▶ [Podany tekst]
>>
Poczucie przekonania, bez względu na stopień intensywności, nigdy nie może uzasadnić twierdzenia. Mogę więc być przekonany o prawdziwości twierdzenia (...). Ale czy daje mi to jakąkolwiek podstawę, by twierdzenie moje zostało przyjęte w nauce? Czy jakiekolwiek twierdzenie zyska uzasadnienie dzięki temu, że K.R.P. [Karl Rajmund Popper - przyp. autora] jest absolutnie przekonany o jego prawdziwości? Odpowiedź brzmi: „Nie” i żadna inna odpowiedź nie byłaby zgodna z ideą obiektywizmu naukowego. (Popper, 1959/2002, s. 40)

Aby być w zgodzie z przytoczonym obiektywizmem naukowym, musimy poddać interesujące nas twierdzenia empirycznej weryfikacji (nie przez przypadek psychologię zaliczamy do nauk empirycznych). Czyli, jak w innym miejscu określa to Popper, poddać je sprawdzianowi intersubiektywnemu. Powinniśmy wykazać, że zdarzenie, którego wystąpienie przewiduje nasza teoria (np.: wpatrywanie się w barwę czerwoną spowoduje przyspieszenie rytmu serca) ma charakter zdarzenia powtarzalnego (a nieprzypadkowego) i dostępnego dla każdego (nie tylko dla nas). Powinniśmy więc dokładnie określić sposób, w jaki będziemy sprawdzać nasze przewidywania: „Dowolnemu twierdzeniu naukowemu można nadać taką postać (opisując przebieg eksperymentów itp.), że każdy, kto zna odpowiednie techniki, może je sam sprawdzić.” (Popper, 1959/2002, s. 95). Dzięki temu nasza hipoteza będzie mogła być poddana ocenie środowiska naukowego. Dopiero gdy okaże się, że wynik badania jest powtarzalny, tj. możliwy do uzyskania (za pomocą opisanych technik) niezależnie od tego, kto i gdzie dokonuje weryfikacji, można uznać, że nasza hipoteza przeszła pomyślnie test empiryczny (na temat kryteriów weryfikacji empirycznej w psychologii można przeczytać np. w: Brzeziński, 2000).

Większość cytowanych do tej pory prac na temat barw tego warunku niestety nie spełnia - przytaczane dowody empiryczne są zbyt skromne, by uzasadnić formułowane przez autorów tezy. Dalej więc poszukując odpowiedzi na pytanie, czy wiedzy o barwach możemy przyznać status wiedzy naukowej (co w jakiś sposób uzasadni sensowność stosowania jej w praktyce), musimy rozszerzyć nasze rozważania o artykuły i raporty empiryczne.
<<
▶ [Fragmenty wpisów]
>>
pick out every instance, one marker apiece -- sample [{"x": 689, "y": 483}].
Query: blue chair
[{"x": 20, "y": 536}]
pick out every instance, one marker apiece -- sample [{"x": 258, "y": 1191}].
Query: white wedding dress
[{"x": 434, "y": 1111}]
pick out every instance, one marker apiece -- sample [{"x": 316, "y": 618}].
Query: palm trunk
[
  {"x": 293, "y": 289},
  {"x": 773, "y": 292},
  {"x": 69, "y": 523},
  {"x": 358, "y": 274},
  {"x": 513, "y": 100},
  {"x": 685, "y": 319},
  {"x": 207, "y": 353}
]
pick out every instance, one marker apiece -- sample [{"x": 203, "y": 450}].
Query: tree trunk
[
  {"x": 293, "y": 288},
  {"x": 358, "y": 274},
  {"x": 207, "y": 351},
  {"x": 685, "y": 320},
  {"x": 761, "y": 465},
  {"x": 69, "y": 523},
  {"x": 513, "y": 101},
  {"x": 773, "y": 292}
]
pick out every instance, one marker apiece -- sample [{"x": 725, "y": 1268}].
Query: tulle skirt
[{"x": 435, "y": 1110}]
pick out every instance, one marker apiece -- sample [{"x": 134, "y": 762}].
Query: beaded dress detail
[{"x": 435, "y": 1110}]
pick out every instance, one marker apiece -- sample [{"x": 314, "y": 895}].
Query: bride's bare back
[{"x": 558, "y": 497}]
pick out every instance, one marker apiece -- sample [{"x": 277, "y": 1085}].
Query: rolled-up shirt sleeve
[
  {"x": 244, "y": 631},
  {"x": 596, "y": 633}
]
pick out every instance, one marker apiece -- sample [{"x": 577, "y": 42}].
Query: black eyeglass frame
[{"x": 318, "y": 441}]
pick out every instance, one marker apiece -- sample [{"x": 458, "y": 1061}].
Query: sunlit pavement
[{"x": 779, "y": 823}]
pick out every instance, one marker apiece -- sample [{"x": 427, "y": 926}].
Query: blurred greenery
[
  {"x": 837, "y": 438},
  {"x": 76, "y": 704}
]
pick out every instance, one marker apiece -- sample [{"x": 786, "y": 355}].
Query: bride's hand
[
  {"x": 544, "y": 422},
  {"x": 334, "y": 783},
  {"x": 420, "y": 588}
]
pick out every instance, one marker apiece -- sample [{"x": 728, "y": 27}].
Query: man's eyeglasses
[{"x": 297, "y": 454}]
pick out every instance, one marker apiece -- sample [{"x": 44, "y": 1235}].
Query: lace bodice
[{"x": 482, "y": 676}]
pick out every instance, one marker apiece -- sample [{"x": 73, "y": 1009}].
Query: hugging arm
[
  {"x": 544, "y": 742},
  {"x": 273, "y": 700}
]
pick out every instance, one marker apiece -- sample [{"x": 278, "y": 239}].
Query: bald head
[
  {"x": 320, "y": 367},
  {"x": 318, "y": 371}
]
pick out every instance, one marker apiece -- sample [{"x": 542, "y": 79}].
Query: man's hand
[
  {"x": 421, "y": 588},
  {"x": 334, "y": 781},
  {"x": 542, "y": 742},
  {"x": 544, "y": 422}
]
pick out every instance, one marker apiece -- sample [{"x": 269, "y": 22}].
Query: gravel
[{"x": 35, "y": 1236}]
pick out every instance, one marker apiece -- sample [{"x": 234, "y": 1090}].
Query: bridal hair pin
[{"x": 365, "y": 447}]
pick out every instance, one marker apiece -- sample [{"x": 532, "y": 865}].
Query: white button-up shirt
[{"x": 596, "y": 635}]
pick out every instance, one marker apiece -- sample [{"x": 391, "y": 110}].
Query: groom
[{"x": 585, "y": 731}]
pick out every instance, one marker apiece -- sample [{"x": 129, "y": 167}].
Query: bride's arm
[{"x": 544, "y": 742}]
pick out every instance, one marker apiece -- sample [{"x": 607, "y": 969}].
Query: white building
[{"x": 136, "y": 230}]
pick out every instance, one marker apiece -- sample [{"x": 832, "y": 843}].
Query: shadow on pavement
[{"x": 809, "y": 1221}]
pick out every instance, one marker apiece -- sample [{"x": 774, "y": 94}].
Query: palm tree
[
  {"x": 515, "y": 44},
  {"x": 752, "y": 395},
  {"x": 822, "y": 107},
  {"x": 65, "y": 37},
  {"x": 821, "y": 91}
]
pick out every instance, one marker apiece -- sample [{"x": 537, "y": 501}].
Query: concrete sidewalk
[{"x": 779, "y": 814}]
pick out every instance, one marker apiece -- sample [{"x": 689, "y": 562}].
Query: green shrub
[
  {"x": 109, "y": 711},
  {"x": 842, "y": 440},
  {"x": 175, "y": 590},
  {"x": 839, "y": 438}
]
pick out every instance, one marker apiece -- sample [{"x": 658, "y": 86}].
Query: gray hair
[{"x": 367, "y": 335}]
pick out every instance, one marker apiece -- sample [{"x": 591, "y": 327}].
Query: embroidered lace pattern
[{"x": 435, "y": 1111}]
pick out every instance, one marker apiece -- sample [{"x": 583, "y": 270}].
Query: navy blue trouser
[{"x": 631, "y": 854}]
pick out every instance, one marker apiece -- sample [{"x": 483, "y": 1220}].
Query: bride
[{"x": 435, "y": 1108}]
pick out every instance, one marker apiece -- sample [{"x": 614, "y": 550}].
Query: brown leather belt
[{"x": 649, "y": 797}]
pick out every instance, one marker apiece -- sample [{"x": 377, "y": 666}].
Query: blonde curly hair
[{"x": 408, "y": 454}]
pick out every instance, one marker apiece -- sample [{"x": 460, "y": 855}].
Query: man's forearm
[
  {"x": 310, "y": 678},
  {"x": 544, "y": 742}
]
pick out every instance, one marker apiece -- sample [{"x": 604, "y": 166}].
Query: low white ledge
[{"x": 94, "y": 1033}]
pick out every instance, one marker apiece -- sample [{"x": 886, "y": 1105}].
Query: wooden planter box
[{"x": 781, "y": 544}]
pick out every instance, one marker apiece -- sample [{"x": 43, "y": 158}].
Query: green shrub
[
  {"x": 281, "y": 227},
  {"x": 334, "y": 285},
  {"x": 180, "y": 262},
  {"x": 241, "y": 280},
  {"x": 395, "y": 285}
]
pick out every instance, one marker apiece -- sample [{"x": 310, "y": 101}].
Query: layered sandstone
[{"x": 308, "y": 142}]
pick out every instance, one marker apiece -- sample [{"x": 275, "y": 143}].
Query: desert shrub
<<
▶ [Treść polecenia]
Pociągnij dalej tekst o naukowym statusie wiedzy o barwach, zaczynając zaraz po jego ostatnim zdaniu. Wpisy nie są tu do niczego potrzebne.

▶ [Wynik ćwiczenia]
Co empirycy mówią o barwach, czyli niektóre wyniki badań

Pierwszą rzeczą, jaką zauważymy, poszukując artykułów opisujących badania dotyczące wpływu barw na odbiorcę, jest zadziwiająco mała liczba opublikowanych tekstów. Wpisując w bazie PsychINFO (baza bibliograficzna, indeksująca literaturę psychologiczną od roku 1887 do dziś, dostępna w serwisie EBSCOHost, http://search.epnet.com) terminy barwa (color) i pobudzenie fizjologiczne (physiological arousal, które, jak się przekonaliśmy, według wielu teoretyków jest kluczowym mechanizmem wpływu barw na człowieka) otrzymujemy raptem 59 rezultatów (stan na czerwiec 2007). Część z nich okazuje się jednak nieprzydatna dla naszych rozważań (jako teksty, które tylko przypadkowo spełniają zadane przez nas kryteria, np. badania nad różnicami międzyrasowymi, dotyczące people of color) - ostateczna lista to zaledwie 23 tytuły artykułów, które w ciągu ostatniego stulecia zostały opublikowane na interesujący nas temat. Podobna sytuacja dotyczy innych haseł, np. barwy i emocje. Jest to niewiele - dla porównania dużo „młodszy”, a również często poruszany w opracowaniach popularnych temat, czyli inteligencja emocjonalna, daje ponad tysiąc wyników.

Gdy wreszcie po dokładnych poszukiwaniach uda nam się stworzyć większą listę artykułów dotyczących zagadnienia barw, okaże się, że ich tematyka jest bardzo niejednorodna. Próbując wprowadzić odrobinę porządku, można te badania podzielić (w pewnym stopniu arbitralnie) na cztery podstawowe grupy.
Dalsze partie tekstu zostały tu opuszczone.